Extend the passage about Nixon's biological weapons announcement and Fort Detrick beyond its last sentence.

=== Study text ===
_ _ _ _ _ _ _

We didn't believe a word of Nixon's announcement. Even though the massive U.S. biological munitions stockpile was ordered to be destroyed, and some twenty-two hundred researchers and technicians lost their jobs, we thought the Americans were only wrapping a thicker cloak around their activities.

Nixon turned most of Camp Detrick's buildings over to the National Cancer Institute and assigned to the complex the task of finding a cure for cancer. This, in Nixon's words, would demonstrate how the United States could "beat swords into plow- shares." But we also noted that a small army medical unit had begun work at Fort Detrick. This unit, known as the United States Army Medical Research Institute of Infectious Diseases and ostensibly dedicated to biological defense, seemed to expand in importance and strength each year. Former bioweaponeers like Bill Patrick had gone to work for it. Even if our intelligence activities couldn't come up with concrete evidence of offensive work, there could be no doubt that such work continued.

Press reports and transcripts of congressional hearings indicated that many prominent Americans believed it too. This strengthened our conviction that USAMRIID, like Biopreparat, hid its real purpose from the world. Some American experts charged that the Central Intelligence Agency, which had operated a secret unit inside Camp Detrick since 1952 to investigate "paramilitary" uses of biological weapons, continued to stockpile and develop those agents after 1969. The CIA of course denied this, but we knew the value of intelligence agency denials.

_ _ _ _ _ _ _

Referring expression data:
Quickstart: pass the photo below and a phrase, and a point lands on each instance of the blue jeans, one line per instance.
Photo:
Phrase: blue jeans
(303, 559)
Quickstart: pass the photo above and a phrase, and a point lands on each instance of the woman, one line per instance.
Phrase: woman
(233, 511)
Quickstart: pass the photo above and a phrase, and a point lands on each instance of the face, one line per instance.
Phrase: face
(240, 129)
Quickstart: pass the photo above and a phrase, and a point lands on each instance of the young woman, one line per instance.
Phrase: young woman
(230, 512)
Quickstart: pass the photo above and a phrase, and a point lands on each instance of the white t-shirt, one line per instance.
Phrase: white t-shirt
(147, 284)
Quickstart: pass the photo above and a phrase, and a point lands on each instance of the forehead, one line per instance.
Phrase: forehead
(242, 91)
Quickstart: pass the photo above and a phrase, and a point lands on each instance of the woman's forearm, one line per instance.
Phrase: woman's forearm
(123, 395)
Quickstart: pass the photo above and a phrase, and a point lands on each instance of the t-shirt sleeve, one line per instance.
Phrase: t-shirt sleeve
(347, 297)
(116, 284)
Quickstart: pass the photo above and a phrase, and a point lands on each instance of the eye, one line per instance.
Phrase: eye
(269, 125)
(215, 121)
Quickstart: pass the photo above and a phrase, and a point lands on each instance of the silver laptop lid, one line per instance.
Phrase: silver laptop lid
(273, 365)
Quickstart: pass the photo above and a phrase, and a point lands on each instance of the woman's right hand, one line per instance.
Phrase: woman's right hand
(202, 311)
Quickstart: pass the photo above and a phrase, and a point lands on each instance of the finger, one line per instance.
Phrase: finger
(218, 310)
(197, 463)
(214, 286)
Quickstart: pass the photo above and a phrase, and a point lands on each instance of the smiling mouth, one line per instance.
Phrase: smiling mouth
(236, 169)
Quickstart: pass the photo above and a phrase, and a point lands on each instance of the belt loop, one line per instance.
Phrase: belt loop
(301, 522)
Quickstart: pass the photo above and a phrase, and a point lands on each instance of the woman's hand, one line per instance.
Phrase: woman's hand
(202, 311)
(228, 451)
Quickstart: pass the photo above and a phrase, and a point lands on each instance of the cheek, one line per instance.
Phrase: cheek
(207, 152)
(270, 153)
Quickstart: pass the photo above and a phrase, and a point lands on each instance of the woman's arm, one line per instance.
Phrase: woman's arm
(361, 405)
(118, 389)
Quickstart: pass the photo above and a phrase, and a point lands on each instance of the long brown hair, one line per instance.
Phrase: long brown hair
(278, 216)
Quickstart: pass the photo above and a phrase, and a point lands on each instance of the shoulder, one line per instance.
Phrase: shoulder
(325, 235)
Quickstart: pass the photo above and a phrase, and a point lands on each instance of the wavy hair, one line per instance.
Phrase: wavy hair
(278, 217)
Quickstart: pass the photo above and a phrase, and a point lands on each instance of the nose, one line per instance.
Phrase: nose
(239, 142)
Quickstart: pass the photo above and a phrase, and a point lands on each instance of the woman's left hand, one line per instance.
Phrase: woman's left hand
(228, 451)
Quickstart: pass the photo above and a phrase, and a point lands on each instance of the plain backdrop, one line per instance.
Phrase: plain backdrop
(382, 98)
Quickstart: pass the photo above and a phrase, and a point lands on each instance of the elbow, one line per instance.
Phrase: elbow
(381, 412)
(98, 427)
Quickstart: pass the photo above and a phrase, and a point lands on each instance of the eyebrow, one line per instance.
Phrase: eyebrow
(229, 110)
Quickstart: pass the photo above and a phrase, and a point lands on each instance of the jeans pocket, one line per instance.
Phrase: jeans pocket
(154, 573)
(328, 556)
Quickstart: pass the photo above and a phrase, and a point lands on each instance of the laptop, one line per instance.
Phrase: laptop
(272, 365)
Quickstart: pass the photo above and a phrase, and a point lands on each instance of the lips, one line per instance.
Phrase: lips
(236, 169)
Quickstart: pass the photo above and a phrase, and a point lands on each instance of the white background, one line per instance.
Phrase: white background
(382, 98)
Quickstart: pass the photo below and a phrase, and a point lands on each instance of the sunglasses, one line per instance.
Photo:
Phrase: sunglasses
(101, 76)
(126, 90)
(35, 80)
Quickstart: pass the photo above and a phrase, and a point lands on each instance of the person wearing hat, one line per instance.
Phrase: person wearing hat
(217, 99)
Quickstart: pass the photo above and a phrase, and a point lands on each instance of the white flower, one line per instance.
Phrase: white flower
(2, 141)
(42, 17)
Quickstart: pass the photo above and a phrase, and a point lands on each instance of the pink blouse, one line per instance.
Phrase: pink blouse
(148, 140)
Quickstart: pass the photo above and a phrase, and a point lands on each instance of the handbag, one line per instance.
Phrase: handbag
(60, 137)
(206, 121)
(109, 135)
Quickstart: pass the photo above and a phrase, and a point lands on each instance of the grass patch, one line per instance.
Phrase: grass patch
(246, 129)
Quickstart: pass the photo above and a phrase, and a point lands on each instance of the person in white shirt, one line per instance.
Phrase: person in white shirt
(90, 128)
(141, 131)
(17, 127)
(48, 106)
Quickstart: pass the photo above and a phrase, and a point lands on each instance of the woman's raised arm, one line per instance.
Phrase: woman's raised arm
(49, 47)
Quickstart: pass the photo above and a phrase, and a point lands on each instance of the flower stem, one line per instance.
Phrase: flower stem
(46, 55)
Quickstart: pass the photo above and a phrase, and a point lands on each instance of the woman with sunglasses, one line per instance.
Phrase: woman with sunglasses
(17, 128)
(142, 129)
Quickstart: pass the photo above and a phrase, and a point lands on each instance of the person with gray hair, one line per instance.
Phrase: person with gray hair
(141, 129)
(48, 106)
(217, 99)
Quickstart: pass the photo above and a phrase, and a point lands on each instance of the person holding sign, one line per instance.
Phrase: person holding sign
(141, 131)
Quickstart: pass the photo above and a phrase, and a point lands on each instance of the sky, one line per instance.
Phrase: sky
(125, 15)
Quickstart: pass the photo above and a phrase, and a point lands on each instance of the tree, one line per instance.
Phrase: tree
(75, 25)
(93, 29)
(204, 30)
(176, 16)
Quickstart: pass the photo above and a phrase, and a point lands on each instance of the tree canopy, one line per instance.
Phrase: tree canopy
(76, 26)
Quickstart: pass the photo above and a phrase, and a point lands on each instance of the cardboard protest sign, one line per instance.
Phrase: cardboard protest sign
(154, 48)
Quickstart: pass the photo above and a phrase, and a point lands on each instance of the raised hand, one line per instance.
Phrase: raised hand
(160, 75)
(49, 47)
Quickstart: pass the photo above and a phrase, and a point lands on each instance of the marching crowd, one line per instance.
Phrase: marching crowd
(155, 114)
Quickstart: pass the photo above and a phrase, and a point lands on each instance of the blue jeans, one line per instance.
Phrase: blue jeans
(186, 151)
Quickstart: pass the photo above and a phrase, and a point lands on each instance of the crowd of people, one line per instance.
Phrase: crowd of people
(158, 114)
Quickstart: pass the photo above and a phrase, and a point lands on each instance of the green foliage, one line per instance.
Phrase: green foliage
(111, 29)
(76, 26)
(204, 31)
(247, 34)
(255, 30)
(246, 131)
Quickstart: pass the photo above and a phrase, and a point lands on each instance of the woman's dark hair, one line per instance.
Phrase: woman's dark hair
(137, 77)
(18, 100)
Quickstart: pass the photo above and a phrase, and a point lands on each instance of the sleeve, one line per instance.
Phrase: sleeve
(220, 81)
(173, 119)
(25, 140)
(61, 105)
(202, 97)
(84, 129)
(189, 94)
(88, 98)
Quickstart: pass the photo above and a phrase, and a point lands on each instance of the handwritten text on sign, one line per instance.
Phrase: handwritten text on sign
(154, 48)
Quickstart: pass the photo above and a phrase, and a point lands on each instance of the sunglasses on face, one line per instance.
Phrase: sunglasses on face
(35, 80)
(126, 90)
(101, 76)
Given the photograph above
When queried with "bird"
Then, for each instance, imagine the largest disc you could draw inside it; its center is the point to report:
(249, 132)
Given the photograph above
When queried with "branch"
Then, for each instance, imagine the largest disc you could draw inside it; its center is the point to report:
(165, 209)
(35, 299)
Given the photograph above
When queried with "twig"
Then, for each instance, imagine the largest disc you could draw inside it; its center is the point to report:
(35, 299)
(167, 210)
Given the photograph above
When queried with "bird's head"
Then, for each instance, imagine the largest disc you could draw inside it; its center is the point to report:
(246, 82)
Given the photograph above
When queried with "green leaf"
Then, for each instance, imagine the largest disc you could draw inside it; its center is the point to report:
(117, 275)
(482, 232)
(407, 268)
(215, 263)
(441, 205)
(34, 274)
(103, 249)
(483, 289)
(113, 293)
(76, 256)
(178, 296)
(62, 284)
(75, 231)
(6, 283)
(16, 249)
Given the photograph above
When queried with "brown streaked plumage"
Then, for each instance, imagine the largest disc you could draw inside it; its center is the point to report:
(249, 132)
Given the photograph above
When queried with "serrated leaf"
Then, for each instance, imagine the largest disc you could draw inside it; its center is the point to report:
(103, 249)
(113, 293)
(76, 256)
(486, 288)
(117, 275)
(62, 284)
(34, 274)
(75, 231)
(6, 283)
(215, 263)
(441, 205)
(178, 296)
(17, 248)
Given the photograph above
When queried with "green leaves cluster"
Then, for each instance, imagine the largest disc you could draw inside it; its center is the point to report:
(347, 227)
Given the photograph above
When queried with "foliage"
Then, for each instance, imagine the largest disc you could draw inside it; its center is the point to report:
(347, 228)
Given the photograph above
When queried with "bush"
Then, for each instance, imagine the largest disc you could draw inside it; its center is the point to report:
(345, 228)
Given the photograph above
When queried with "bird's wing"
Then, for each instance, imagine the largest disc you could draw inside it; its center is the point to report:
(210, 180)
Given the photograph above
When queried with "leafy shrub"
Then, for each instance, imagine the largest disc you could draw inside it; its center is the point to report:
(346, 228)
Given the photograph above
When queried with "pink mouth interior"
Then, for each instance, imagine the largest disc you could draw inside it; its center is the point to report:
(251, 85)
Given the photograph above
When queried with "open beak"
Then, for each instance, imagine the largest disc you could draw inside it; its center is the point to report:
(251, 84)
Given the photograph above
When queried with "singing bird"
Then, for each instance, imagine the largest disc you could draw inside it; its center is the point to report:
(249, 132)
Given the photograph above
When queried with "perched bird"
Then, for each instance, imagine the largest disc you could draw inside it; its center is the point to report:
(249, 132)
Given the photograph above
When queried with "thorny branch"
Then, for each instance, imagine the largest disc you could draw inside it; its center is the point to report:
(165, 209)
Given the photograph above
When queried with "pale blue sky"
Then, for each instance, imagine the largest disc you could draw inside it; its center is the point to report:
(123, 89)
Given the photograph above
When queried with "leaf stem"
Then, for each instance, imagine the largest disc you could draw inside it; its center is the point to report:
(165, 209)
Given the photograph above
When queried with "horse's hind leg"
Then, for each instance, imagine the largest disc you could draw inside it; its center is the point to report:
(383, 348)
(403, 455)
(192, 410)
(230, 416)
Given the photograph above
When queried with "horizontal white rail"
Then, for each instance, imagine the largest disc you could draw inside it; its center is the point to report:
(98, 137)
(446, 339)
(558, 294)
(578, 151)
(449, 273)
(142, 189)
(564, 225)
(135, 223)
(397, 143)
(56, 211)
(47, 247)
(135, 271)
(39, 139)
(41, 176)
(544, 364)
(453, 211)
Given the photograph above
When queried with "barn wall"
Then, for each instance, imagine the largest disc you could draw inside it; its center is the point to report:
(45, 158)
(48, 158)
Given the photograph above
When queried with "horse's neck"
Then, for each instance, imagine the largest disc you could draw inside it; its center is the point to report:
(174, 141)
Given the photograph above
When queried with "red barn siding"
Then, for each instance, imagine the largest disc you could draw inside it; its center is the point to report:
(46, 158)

_ _ _ _ _ _ _

=== Task answer ===
During our first days in America, we felt it would take all our ingenuity to ferret out the truth.


We flew to Salt Lake City, Utah, on a hundred-seat plane provided by Vice President Dan Quayle's office. The good food and seemingly endless supply of liquor made me recall with chagrin our trouble-plagued flight to Siberia the previous year. On our way from the airport, I stared in wonderment at the well-paved highways, the well-stocked stores, and the luxurious homes where ordinary Americans lived.

I didn't share my thoughts with other members of our delegation. Sandakchiev had been to the United States before, and he would have laughed at my naivete. There was no point in comparing travel impressions with Urakov, and our Defense Ministry comrades were too absorbed in their mission strategy to sightsee.

Colonel Frank Cox, the commander of Dugway, met us on arrival at the proving ground, eighty miles from the Utah capital. With disarming candor, he went over the history of bacteriological and chemical testing at the site, which opened in 1942. Since 1969, he said, no biological weapons had been developed or tested there.

More than six hundred buildings were spread across thousands of acres of desert. Dugway was going to be more challenging than Fort Detrick.

We were taken to a large complex designated as the Life Sciences Lab. It was a compound of ten buildings set against a stark landscape of cactus and tumbleweed, and it immediately set off alarm bells in my mind.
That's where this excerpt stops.